__WHAT THIS TASK INVOLVES__
Tally the lines in the items below that contain the string "black", treating case as significant, and reply with the count alone.
──────── EXTRACTED ENTRIES ────────
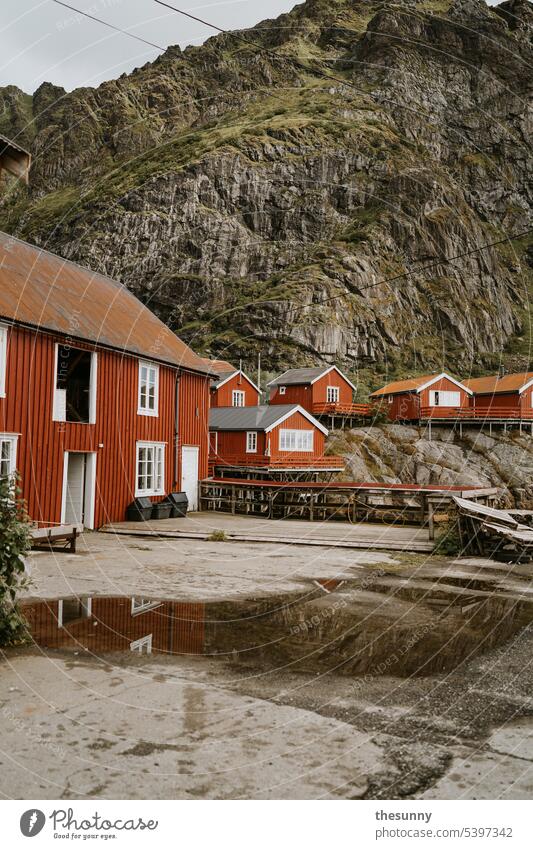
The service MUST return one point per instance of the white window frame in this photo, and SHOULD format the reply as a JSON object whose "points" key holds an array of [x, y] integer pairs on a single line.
{"points": [[59, 408], [444, 398], [157, 447], [293, 440], [333, 391], [3, 360], [142, 402], [141, 644], [140, 604], [12, 441]]}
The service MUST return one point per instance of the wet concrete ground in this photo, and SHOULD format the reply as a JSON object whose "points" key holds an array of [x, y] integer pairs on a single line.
{"points": [[325, 675]]}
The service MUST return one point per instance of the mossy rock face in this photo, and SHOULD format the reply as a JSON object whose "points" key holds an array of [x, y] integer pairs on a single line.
{"points": [[293, 196]]}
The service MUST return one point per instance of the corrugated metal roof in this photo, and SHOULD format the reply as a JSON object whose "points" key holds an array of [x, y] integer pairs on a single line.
{"points": [[248, 418], [496, 385], [43, 290], [295, 376], [409, 385]]}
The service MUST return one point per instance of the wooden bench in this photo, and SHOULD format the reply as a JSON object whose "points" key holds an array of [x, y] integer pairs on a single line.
{"points": [[59, 538]]}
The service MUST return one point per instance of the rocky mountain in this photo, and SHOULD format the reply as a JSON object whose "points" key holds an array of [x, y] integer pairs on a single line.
{"points": [[295, 189], [392, 453]]}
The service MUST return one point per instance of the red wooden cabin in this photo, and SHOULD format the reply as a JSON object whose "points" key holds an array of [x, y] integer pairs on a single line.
{"points": [[231, 387], [435, 396], [99, 401], [320, 391], [269, 438], [508, 396]]}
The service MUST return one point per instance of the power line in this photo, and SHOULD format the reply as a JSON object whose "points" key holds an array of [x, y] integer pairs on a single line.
{"points": [[106, 24]]}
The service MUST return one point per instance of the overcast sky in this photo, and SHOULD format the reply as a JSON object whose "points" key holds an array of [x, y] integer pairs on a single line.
{"points": [[41, 40]]}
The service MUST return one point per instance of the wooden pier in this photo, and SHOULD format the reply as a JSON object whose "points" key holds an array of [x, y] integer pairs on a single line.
{"points": [[338, 500]]}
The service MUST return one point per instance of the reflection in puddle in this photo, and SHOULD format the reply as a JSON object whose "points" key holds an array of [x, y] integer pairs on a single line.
{"points": [[121, 623]]}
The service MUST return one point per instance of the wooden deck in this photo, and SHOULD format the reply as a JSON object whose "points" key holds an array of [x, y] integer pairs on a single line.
{"points": [[250, 529], [348, 501]]}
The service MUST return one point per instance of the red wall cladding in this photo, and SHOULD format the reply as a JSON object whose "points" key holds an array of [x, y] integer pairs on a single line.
{"points": [[27, 411]]}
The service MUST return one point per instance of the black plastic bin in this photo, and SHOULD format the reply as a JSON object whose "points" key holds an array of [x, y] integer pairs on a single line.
{"points": [[139, 510], [161, 510], [179, 504]]}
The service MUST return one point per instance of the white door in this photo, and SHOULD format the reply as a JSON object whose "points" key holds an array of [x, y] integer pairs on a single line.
{"points": [[79, 487], [75, 489], [189, 474]]}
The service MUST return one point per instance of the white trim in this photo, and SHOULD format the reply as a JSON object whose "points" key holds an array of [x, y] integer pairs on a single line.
{"points": [[335, 390], [238, 371], [13, 439], [145, 411], [89, 495], [149, 604], [297, 449], [278, 380], [92, 387], [3, 360], [144, 443], [434, 380], [292, 411], [143, 642]]}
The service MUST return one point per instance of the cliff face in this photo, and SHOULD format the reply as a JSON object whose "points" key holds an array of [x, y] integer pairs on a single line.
{"points": [[255, 194], [400, 454]]}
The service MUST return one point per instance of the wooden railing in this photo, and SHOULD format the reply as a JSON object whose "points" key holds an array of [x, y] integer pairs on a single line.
{"points": [[291, 461], [479, 413], [338, 409]]}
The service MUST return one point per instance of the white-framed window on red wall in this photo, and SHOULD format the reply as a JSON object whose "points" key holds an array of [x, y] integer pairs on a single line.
{"points": [[296, 440], [8, 455], [150, 466], [3, 360], [148, 402]]}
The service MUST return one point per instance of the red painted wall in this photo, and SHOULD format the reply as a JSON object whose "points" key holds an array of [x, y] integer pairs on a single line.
{"points": [[232, 444], [316, 393], [406, 405], [223, 397], [28, 407]]}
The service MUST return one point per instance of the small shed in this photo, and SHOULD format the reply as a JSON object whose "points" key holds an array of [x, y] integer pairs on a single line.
{"points": [[231, 387], [268, 436], [505, 396], [314, 389], [425, 397]]}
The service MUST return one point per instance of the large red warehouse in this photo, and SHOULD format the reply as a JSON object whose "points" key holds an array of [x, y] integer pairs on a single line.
{"points": [[99, 401]]}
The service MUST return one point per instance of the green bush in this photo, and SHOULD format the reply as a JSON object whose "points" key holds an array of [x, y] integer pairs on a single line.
{"points": [[14, 545]]}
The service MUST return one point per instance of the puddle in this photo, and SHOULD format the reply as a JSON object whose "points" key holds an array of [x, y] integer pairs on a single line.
{"points": [[390, 626]]}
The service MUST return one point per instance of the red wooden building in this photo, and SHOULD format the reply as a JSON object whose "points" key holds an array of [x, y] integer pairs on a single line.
{"points": [[231, 387], [321, 391], [428, 397], [508, 396], [99, 401], [267, 439]]}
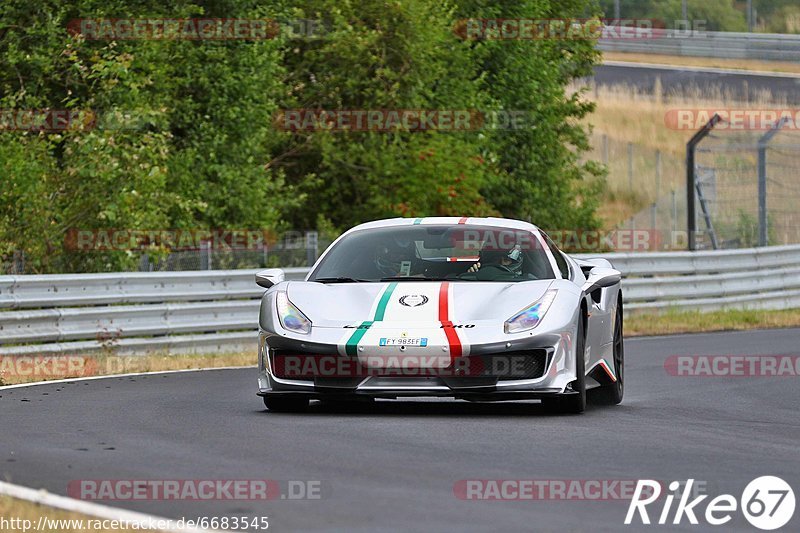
────────
__EXPECTED OUTPUT__
1